**WHAT YOU ARE ASKED TO DO**
The answer must be an exact copy of the entries below, with no images in it.
ENTRIES SHOWN section start
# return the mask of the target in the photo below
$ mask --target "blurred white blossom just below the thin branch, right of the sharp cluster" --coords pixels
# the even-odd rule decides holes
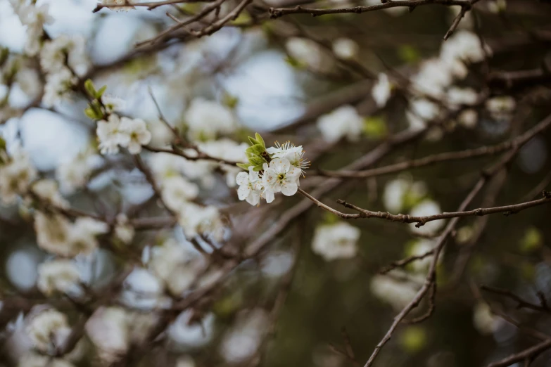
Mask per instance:
[[[339,221],[318,226],[312,240],[312,250],[326,261],[355,257],[360,229]]]

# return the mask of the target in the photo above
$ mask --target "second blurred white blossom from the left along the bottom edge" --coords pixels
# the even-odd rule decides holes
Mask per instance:
[[[86,323],[85,330],[106,363],[117,361],[129,348],[129,320],[120,307],[100,307]]]

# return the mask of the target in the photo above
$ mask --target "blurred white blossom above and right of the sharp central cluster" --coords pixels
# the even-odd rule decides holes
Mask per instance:
[[[343,105],[317,120],[317,128],[329,143],[336,143],[346,137],[357,141],[362,133],[363,119],[351,105]]]

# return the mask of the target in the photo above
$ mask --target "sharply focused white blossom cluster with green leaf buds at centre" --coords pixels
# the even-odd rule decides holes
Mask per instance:
[[[295,195],[300,185],[300,176],[310,165],[304,158],[303,147],[294,146],[288,141],[283,145],[276,143],[275,147],[266,148],[264,139],[258,133],[254,138],[250,136],[249,141],[251,146],[245,150],[249,162],[238,164],[248,170],[248,173],[239,172],[236,176],[239,200],[258,205],[260,198],[268,203],[274,201],[275,193]]]

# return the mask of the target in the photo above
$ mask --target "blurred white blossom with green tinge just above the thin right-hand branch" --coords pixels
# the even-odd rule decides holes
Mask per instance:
ENTRIES SHOWN section end
**SOLUTION FOR THIS PROBLEM**
# return the mask of the target in the photo below
$ mask --target "blurred white blossom just below the thin branch, right of the sharp cluster" --coords pixels
# the even-odd rule decides holes
Mask per instance:
[[[339,221],[318,226],[312,240],[312,250],[326,261],[355,257],[360,229]]]

# return the mask of the target in the photo above
$ mask --target "second blurred white blossom from the left along the bottom edge" --coords pixels
# the even-odd rule decides holes
Mask per instance:
[[[86,323],[85,330],[106,363],[117,361],[129,348],[129,320],[120,307],[100,307]]]

# return the mask of the target in the photo above
$ mask --target "blurred white blossom above and right of the sharp central cluster" --coords pixels
# the even-odd rule decides holes
Mask per instance:
[[[343,105],[317,120],[317,128],[329,143],[336,143],[346,137],[357,141],[362,133],[363,119],[351,105]]]

# return the mask of the target in the photo above
$ mask --target "sharply focused white blossom cluster with green leaf buds at centre" --coords pixels
# the even-odd rule decides holes
Mask per instance:
[[[295,195],[300,185],[300,176],[310,165],[304,158],[303,147],[294,146],[288,141],[283,145],[276,143],[275,147],[266,148],[264,139],[258,133],[254,138],[250,136],[249,141],[251,146],[245,150],[249,162],[238,164],[248,170],[248,173],[239,172],[236,176],[239,200],[258,205],[260,198],[268,203],[274,201],[275,193]]]

# return the mask of the target in the photo above
$ mask --target "blurred white blossom with green tinge just above the thin right-hand branch" --coords pixels
# the even-odd rule decides holes
Mask per instance:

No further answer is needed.